# PROVIDED ENTRIES:
=== Section Start ===

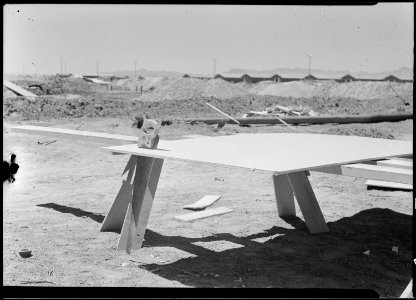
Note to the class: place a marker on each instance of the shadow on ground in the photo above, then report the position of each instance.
(75, 211)
(286, 258)
(330, 260)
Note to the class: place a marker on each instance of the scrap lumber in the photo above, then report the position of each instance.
(408, 292)
(390, 185)
(398, 175)
(203, 203)
(396, 163)
(304, 119)
(204, 214)
(17, 89)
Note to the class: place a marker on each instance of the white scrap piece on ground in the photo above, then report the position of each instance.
(203, 203)
(204, 214)
(408, 293)
(388, 184)
(17, 89)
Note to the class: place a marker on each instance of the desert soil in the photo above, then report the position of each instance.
(63, 191)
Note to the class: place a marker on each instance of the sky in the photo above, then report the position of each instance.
(187, 38)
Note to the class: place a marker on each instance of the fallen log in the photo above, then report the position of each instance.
(303, 119)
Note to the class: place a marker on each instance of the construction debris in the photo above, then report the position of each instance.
(228, 116)
(296, 120)
(278, 110)
(17, 89)
(204, 214)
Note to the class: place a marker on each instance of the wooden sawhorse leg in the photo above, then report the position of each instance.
(130, 211)
(297, 183)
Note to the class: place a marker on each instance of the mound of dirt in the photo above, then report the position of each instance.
(193, 88)
(147, 84)
(360, 90)
(366, 132)
(295, 89)
(56, 85)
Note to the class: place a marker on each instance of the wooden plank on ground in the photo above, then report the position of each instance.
(371, 172)
(204, 213)
(17, 89)
(408, 291)
(395, 163)
(388, 184)
(203, 203)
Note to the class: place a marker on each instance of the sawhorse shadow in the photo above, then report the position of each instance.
(294, 258)
(74, 211)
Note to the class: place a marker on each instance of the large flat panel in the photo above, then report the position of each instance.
(275, 152)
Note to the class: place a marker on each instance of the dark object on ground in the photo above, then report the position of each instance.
(137, 122)
(306, 119)
(25, 253)
(10, 169)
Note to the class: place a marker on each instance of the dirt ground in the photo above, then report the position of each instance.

=== Section End ===

# WHAT THE TASK REQUIRES:
Each record has to be set down verbatim, and the pictures must not appear in the copy.

# OUTPUT OF THE EXERCISE:
Note to the class: place a marker on each instance of the shadow on ground in the photo above, then report the position of each instance.
(75, 211)
(286, 258)
(330, 260)
Note to the class: place a marker on each instance of the scrap lumber in the photo above, then report the position of each instance.
(408, 292)
(390, 185)
(398, 175)
(203, 203)
(396, 163)
(304, 119)
(204, 214)
(17, 89)
Note to the class: place a marker on each instance of the white scrap piece on ground in the photo above, then report the position of each instance.
(203, 203)
(204, 214)
(408, 293)
(388, 184)
(17, 89)
Note to the class: place a marker on each instance of the desert soil in the photo above, then report the position of each instance.
(63, 191)
Note to the class: place a marker on each instance of the sky in the photo above, then report the position of each instance.
(187, 38)
Note to the class: place a marker on each instance of the fallen log in the photo above, then report the position of each instance.
(303, 119)
Note to the class: place a marker on each instance of the construction debris in the photo above, then report the position of each instance.
(228, 116)
(296, 120)
(278, 110)
(17, 89)
(204, 214)
Note to the class: place a marker on each instance of the wooden sawhorse leg in the photo above, then report the position of each instance.
(130, 211)
(297, 183)
Note to the class: place a marker on each instance of the mound of dirt in the photo above, then report the position of each instance.
(193, 88)
(147, 84)
(360, 90)
(366, 132)
(295, 89)
(56, 85)
Note to the class: place a marker on each instance of the wooden plank on ground in the photo above, then report the position of each instance.
(371, 172)
(204, 213)
(17, 89)
(408, 291)
(395, 163)
(388, 184)
(203, 203)
Note to the class: place a marker on each instance of the sawhorse shadow in the photo above, then report the position of each instance.
(294, 258)
(74, 211)
Note to the class: place a marker on each instance of the large flat panel in the photo above, then report the position of each instance.
(275, 152)
Note to the class: place a marker on each instance of the dark object on ground in the photo above, then report the position of each instance.
(137, 122)
(306, 119)
(25, 253)
(10, 169)
Note to the class: place a marker on each instance of the dirt ground in the photo above, then report the position of each instance.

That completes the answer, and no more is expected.